Material supplied

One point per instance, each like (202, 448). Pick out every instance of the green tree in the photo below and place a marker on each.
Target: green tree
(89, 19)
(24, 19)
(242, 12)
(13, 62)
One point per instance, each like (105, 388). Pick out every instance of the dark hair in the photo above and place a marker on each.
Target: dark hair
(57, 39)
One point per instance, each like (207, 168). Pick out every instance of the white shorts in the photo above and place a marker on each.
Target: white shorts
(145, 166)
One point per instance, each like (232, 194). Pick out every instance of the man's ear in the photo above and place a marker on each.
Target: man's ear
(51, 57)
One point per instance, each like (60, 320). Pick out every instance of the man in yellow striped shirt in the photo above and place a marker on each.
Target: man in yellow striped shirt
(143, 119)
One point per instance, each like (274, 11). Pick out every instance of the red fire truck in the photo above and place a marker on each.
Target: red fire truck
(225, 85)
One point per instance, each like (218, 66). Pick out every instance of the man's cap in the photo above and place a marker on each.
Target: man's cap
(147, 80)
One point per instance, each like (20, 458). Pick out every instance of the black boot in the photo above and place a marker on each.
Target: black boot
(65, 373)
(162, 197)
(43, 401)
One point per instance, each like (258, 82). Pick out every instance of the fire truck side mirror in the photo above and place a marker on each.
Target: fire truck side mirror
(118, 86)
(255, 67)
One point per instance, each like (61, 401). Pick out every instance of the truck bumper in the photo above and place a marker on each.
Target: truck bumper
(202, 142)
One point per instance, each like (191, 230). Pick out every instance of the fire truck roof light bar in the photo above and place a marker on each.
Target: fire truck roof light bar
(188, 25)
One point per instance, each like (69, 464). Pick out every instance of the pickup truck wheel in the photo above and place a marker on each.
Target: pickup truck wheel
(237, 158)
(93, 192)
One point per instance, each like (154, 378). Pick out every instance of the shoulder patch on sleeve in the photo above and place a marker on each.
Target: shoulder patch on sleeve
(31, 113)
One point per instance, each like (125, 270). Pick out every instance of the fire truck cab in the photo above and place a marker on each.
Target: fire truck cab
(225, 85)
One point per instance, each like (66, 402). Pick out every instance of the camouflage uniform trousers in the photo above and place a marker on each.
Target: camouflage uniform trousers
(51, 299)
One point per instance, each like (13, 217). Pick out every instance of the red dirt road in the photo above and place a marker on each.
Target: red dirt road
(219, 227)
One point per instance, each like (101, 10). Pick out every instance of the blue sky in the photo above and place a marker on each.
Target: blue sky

Exercise details
Word for word, set down the lines from the beginning of the records through the line that holds "One point per instance, each like (258, 82).". Leave out the rest.

Result for this task
One point per instance, each like (202, 448). Pick out every instance of the green tree in the photo below and place a marker on each.
Target: green tree
(89, 19)
(24, 19)
(242, 12)
(13, 62)
One point per instance, each like (105, 388). Pick out every instance of the dark hair in the photo above and place a marker on each.
Target: dark hair
(57, 39)
One point per instance, each like (207, 168). Pick out every instance of the white shorts in the photo above and place a marker on each.
Target: white shorts
(145, 166)
One point per instance, each like (232, 194). Pick out every instance of the man's ear in the photo above and place a marker on each.
Target: man's ear
(51, 57)
One point per instance, each like (60, 320). Pick out every instance of the man in yellow striped shirt in the photo above and place a marker on each.
Target: man in yellow striped shirt
(143, 119)
One point per instance, each like (274, 11). Pick out every instance of the red fire truck in the photo above and place a marker on each.
Target: red fire truck
(225, 85)
One point per instance, each like (218, 66). Pick out every instance of the man's cap in the photo above and place a marker on each.
Target: man's cap
(147, 80)
One point per instance, each like (20, 458). Pick out every instance of the black boot in the photo above and place a marker on each.
Target: black boot
(65, 373)
(162, 197)
(43, 401)
One point per instance, each like (258, 82). Pick out every instance of the fire truck side mirror in the photo above and place a marker on each.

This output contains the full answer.